## [Required task]
Would you quote every entry exactly, dropping only the pictures?

--- start Material provided ---

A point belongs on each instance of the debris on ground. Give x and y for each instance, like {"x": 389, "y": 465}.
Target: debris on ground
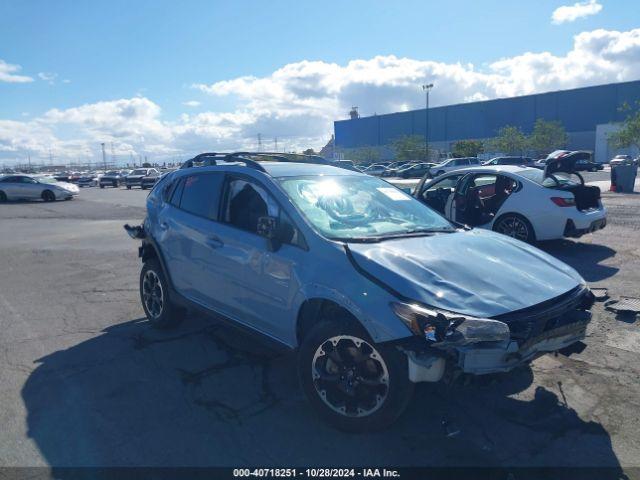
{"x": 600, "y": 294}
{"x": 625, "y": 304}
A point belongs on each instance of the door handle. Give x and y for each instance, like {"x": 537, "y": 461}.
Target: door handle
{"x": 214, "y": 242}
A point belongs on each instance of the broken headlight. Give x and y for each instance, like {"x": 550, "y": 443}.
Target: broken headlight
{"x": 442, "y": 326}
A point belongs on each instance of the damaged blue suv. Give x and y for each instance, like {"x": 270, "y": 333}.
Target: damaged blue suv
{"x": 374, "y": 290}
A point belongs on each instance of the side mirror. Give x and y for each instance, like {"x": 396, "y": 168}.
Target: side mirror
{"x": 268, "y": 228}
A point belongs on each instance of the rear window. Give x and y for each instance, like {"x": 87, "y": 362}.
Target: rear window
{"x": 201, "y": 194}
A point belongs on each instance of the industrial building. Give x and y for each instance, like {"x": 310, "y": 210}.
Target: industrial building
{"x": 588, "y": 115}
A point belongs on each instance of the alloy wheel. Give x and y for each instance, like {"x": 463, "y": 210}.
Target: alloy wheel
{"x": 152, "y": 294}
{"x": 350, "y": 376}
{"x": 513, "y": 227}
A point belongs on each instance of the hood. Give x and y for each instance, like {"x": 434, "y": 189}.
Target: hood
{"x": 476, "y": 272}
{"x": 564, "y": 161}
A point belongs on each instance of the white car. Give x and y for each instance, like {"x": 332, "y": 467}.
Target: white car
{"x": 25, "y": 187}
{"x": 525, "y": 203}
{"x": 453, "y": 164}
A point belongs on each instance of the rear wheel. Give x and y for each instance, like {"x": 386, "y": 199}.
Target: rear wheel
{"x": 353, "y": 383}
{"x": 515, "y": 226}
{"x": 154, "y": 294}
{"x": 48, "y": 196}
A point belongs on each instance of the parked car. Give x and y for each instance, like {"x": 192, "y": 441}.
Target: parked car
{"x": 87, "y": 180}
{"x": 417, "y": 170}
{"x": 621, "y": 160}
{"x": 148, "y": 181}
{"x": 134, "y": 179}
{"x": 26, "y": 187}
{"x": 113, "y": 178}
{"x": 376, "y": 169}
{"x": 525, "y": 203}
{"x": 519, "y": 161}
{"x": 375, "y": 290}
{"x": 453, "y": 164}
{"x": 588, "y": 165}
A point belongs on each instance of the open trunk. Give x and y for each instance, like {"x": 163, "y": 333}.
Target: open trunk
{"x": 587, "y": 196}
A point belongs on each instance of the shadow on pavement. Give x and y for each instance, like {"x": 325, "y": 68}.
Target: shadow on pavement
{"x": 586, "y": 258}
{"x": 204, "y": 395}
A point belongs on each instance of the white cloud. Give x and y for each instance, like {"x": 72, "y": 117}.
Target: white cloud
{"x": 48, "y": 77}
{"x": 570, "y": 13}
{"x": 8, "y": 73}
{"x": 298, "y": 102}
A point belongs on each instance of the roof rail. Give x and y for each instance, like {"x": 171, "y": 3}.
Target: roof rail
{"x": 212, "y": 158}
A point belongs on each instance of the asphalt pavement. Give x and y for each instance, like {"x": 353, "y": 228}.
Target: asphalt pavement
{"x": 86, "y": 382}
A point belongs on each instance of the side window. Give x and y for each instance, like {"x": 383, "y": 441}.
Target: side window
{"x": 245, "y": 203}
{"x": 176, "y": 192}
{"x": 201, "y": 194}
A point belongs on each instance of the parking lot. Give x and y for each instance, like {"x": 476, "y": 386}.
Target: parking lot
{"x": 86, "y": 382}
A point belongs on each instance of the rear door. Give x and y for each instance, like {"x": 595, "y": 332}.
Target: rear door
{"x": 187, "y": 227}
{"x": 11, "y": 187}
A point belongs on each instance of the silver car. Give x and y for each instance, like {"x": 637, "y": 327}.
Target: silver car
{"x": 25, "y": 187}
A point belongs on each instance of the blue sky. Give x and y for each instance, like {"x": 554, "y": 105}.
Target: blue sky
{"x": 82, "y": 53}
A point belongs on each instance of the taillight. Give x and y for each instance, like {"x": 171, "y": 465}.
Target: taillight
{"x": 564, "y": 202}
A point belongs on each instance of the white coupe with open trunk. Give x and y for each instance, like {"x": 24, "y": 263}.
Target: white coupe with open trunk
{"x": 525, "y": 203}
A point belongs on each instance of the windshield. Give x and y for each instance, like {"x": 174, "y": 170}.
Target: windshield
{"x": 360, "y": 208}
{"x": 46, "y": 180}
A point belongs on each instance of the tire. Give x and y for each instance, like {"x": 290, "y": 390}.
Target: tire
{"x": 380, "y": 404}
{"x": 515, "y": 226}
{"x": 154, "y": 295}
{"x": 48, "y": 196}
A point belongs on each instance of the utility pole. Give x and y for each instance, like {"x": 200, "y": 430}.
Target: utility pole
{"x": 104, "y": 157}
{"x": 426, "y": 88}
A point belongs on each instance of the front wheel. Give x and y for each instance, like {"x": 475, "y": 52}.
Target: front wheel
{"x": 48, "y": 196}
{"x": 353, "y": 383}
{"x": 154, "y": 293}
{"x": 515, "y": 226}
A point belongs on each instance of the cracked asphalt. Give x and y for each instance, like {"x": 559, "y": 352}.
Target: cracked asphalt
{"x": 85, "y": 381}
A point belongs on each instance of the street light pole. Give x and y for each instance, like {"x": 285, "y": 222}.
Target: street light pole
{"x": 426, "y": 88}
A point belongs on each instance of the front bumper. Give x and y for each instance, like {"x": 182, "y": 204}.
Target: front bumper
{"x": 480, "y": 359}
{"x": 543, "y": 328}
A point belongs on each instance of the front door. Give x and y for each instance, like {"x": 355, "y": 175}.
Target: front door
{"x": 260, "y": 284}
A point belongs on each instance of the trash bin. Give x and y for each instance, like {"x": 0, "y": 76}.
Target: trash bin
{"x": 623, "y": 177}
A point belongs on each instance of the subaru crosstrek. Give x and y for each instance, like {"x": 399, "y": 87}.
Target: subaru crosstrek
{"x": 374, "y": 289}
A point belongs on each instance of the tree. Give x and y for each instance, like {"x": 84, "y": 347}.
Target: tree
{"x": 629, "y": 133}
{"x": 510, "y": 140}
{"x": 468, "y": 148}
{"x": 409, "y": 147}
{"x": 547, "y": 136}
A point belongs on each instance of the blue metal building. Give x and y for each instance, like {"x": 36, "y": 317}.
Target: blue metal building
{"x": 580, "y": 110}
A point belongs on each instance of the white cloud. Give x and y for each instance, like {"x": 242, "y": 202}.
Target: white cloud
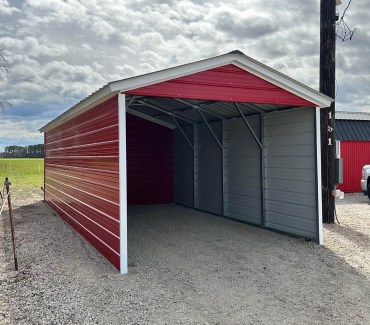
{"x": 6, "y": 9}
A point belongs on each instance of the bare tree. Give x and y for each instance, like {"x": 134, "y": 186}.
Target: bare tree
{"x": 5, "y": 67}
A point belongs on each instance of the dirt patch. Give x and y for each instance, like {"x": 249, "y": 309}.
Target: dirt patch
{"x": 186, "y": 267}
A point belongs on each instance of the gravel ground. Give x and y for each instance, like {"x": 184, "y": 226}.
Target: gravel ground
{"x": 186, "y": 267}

--- end Material provided ---

## [The solution]
A point belongs on each instance of the debris on ground. Give x and y for each instance, like {"x": 389, "y": 465}.
Target: debris on ground
{"x": 600, "y": 294}
{"x": 625, "y": 304}
A point belongs on each instance of the door handle. Give x and y for each instance, like {"x": 537, "y": 461}.
Target: door handle
{"x": 214, "y": 242}
A point belongs on each instance of the broken headlight. Give x and y for each instance, like {"x": 550, "y": 443}.
Target: broken headlight
{"x": 442, "y": 326}
A point belongs on each instance of the damaged blue suv. Give x and y for each instance, like {"x": 270, "y": 333}.
Target: damaged blue suv
{"x": 374, "y": 290}
A point belongs on each instance of the side mirror. Give x and y for each instance, like {"x": 396, "y": 168}.
Target: side mirror
{"x": 268, "y": 228}
A point belongs on each instance of the rear window. Give x and y for each instance, like {"x": 87, "y": 362}.
Target: rear window
{"x": 201, "y": 194}
A point belongs on each instance of the industrial building. Give x and y for each instance, like {"x": 310, "y": 210}.
Target: industrial building
{"x": 588, "y": 115}
A point belongs on each instance of the alloy wheel. Give x and y for each instance, like {"x": 463, "y": 210}.
Target: alloy wheel
{"x": 152, "y": 294}
{"x": 350, "y": 376}
{"x": 513, "y": 227}
A point belongs on each instance of the hood. Give x and y for each instance, like {"x": 434, "y": 189}.
Target: hood
{"x": 476, "y": 272}
{"x": 564, "y": 161}
A point belongs on each instance of the white car. Give x and y for each instance, like {"x": 332, "y": 467}.
Target: white car
{"x": 25, "y": 187}
{"x": 525, "y": 203}
{"x": 453, "y": 164}
A point belongs on each instance of the rear wheel. Give x and y for each instance, like {"x": 386, "y": 199}.
Target: rear wheel
{"x": 353, "y": 383}
{"x": 515, "y": 226}
{"x": 154, "y": 294}
{"x": 48, "y": 196}
A point belongs on each instance of the parked car. Give x and y for each instance, like {"x": 192, "y": 441}.
Target: parked car
{"x": 87, "y": 180}
{"x": 417, "y": 170}
{"x": 621, "y": 160}
{"x": 148, "y": 181}
{"x": 134, "y": 179}
{"x": 26, "y": 187}
{"x": 113, "y": 178}
{"x": 376, "y": 169}
{"x": 525, "y": 203}
{"x": 519, "y": 161}
{"x": 375, "y": 290}
{"x": 453, "y": 164}
{"x": 588, "y": 165}
A point belongs on each instance of the open trunk. Give x and y for each instance, like {"x": 163, "y": 333}.
Target: open trunk
{"x": 587, "y": 196}
A point belongs on each instance of the shadow on pavement. Give x and y for each instance, like {"x": 325, "y": 68}.
Target: shadow on pavement
{"x": 586, "y": 258}
{"x": 204, "y": 395}
A point belongs on each instance of the white cloud. Give x and y for each instance, like {"x": 72, "y": 117}.
Target: white cloud
{"x": 48, "y": 77}
{"x": 570, "y": 13}
{"x": 8, "y": 73}
{"x": 298, "y": 102}
A point belongs on each instance of the roof rail. Give x and y for each instance, like {"x": 171, "y": 3}.
Target: roof rail
{"x": 212, "y": 158}
A point belongs on each instance of the asphalt pavement. Give x and y for each instance, like {"x": 353, "y": 228}.
Target: asphalt pavement
{"x": 86, "y": 382}
A point belongs on each instance of the side window. Give x and y for each instance, like {"x": 383, "y": 441}.
Target: side window
{"x": 245, "y": 203}
{"x": 176, "y": 192}
{"x": 201, "y": 194}
A point belongs on each instance of the parking lot. Give x and y for each instance, like {"x": 476, "y": 386}.
Target: parking lot
{"x": 86, "y": 382}
A point belongs on each instance of the rear door. Give x and y for each instance, like {"x": 595, "y": 332}.
Target: rear door
{"x": 187, "y": 227}
{"x": 11, "y": 187}
A point belongs on each instance of the silver car. Give x and y for each instance, like {"x": 637, "y": 327}.
Target: silver car
{"x": 25, "y": 187}
A point belongs on each instance of the blue sky. Give x and y for each instance, like {"x": 554, "y": 105}.
Target: blue sky
{"x": 82, "y": 53}
A point belongs on each instance of the taillight. Give x and y for each instance, like {"x": 171, "y": 465}.
Target: taillight
{"x": 564, "y": 202}
A point belongs on each instance of the white coupe with open trunk. Give x and y for each instance, like {"x": 24, "y": 263}.
Target: white coupe with open trunk
{"x": 525, "y": 203}
A point belongs on each instance of the windshield. Give x and y for each instance, like {"x": 174, "y": 170}.
Target: windshield
{"x": 360, "y": 208}
{"x": 46, "y": 180}
A point belongs on each instance of the tire. Give x and y for each instance, like {"x": 290, "y": 390}.
Target: tire
{"x": 380, "y": 404}
{"x": 515, "y": 226}
{"x": 154, "y": 295}
{"x": 48, "y": 196}
A point belongs on each instance of the utility pole. Give x and y for each instance, like {"x": 200, "y": 430}.
Target: utility pole
{"x": 104, "y": 157}
{"x": 426, "y": 88}
A point belongs on each instance of the front wheel. Give x and y for each instance, like {"x": 475, "y": 52}.
Target: front wheel
{"x": 48, "y": 196}
{"x": 353, "y": 383}
{"x": 154, "y": 293}
{"x": 515, "y": 226}
A point belongs on each instance of the cracked asphalt. Give x and y for each instance, like {"x": 559, "y": 352}.
Target: cracked asphalt
{"x": 85, "y": 381}
A point belongs on each instance of the street light pole. Give x and y for each instance, like {"x": 285, "y": 222}.
Target: street light pole
{"x": 426, "y": 88}
A point belongs on each instance of the front bumper. Give x and y for each instance, like {"x": 182, "y": 204}.
Target: front bumper
{"x": 480, "y": 359}
{"x": 543, "y": 328}
A point belongs on each instance of the front door. Give x and y for each instance, like {"x": 355, "y": 175}.
Target: front door
{"x": 260, "y": 284}
A point belongs on each instance of the trash bin. Give x and y for each instance, like {"x": 0, "y": 76}.
Target: trash bin
{"x": 623, "y": 177}
A point belongs on each instance of the subaru crosstrek. Give x and y for each instance, like {"x": 399, "y": 87}.
Target: subaru crosstrek
{"x": 374, "y": 289}
A point belongs on each instance of the tree. Give x and y for each instance, like {"x": 84, "y": 347}.
Target: tree
{"x": 629, "y": 133}
{"x": 510, "y": 140}
{"x": 468, "y": 148}
{"x": 409, "y": 147}
{"x": 547, "y": 136}
A point belongs on each instance of the blue metal building. Give x and y for each instance, like {"x": 36, "y": 317}.
Target: blue metal building
{"x": 580, "y": 110}
A point belongs on each instance of the white cloud. Give x and y for each instance, like {"x": 242, "y": 202}.
Target: white cloud
{"x": 6, "y": 9}
A point belongs on each instance of the bare tree. Give x and y for each instance, like {"x": 134, "y": 186}.
Target: bare tree
{"x": 5, "y": 67}
A point belongs on each instance of the dirt patch. Give x and y for each instance, like {"x": 249, "y": 309}.
Target: dirt patch
{"x": 186, "y": 267}
A point belongs on each instance of the gravel ground. Give x and y for each instance, like {"x": 184, "y": 226}.
Target: gravel ground
{"x": 186, "y": 267}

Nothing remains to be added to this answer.